→ SELECTION
>> begin

A friend of mine related a story to me recently. He was competing in a pub quiz, and his team was ahead as they moved into the penultimate round. In this round, they were given series of numbers, the object being to state the three that would follow next in sequence. The first few were easy (at least, assuming you were mathematically inclined):

0, 1, 1, 2, 3, 5, 8

The answer to which was: 13, 21, 34. Or another:

1, 7, 10, 13, 19, 23, 28

The answer to which was: 31, 32, 44 (those who had to look up “happy numbers” after an episode of Doctor Who last year had an edge in this one).

As I said, these they found (relatively) easy. Where they were stumped was the following sequence:

8, 5, 4, 9, 1, 7, 6

After the allotted time, no one on this team (which included at least a couple of university professors) had the answer, and they had to concede. A few days later, my friend, now knowing the answer himself, put the question to his nieces and nephew, none of whom is over twelve. They looked and looked at the numbers, but they couldn’t come up with the solution. So my friend gave them a hint. “The answer,” he said, “needn’t have anything to do with numbers.”

“Aha!” said one of his nieces after a moment or two. “I know. It’s 3, 2, 0.” And, of course, she was right. That is, there was a bit of translation required, from one system of thought (in this case, numerical order) to another system of thought (in this case, alphabetical order). Perhaps more importantly there was a willingness to engage that translation. It’s just this capacity for lateral thinking, my friend and I agreed, that sets most children apart from most adults.

>> end

→ EXERCISE SET
(a) Retype the pub quiz story word for word, from "A friend of" up to and including "in this one).".
(b) Continue the pub quiz story from the point where it stops.

→ INFORMATION SHOWN
>> begin

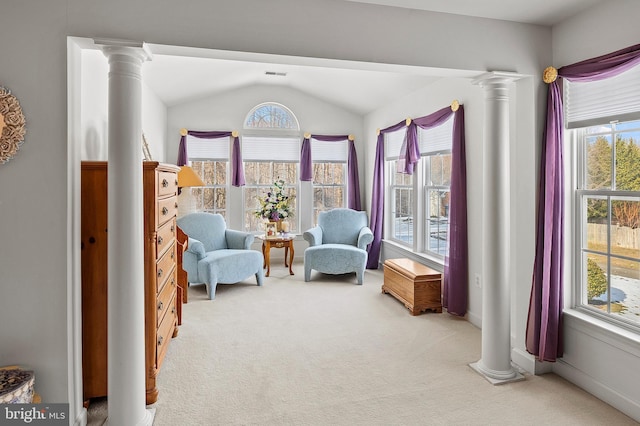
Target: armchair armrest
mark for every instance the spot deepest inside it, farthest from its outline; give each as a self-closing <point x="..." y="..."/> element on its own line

>> end

→ THE ANSWERS
(a)
A friend of mine related a story to me recently. He was competing in a pub quiz, and his team was ahead as they moved into the penultimate round. In this round, they were given series of numbers, the object being to state the three that would follow next in sequence. The first few were easy (at least, assuming you were mathematically inclined):

0, 1, 1, 2, 3, 5, 8

The answer to which was: 13, 21, 34. Or another:

1, 7, 10, 13, 19, 23, 28

The answer to which was: 31, 32, 44 (those who had to look up “happy numbers” after an episode of Doctor Who last year had an edge in this one).

(b)
And it’s a similar sort of edgewise thinking that sets the work of Michel Gondry—whose most recent film, Be Kind Rewind, appeared in theaters in February of this year—apart from that of other directors. To take a charming example, Gondry introduces the Director’s Label DVD (which he co-created with Spike Jonze and Chris Cunningham) of his music videos and short films in an easter egg: standing at a table in front of a small audience, he recounts his (lack of) acceptance speech for an award he has won. “I was very stiff,” he explains, “and I couldn’t say a word so I walked away.” At which point off he walks, revealing what we have taken to be the wooden legs of the table to be his own legs, and what we have taken to be his jean-clad legs to be in fact the legs of the table. This bait-and-switch is admittedly a minor case in point, but it neatly sums up Gondry’s affinity for visual trickery—an affinity that is less a handy gimmick than a statement of aesthetic, and even philosophical, purpose.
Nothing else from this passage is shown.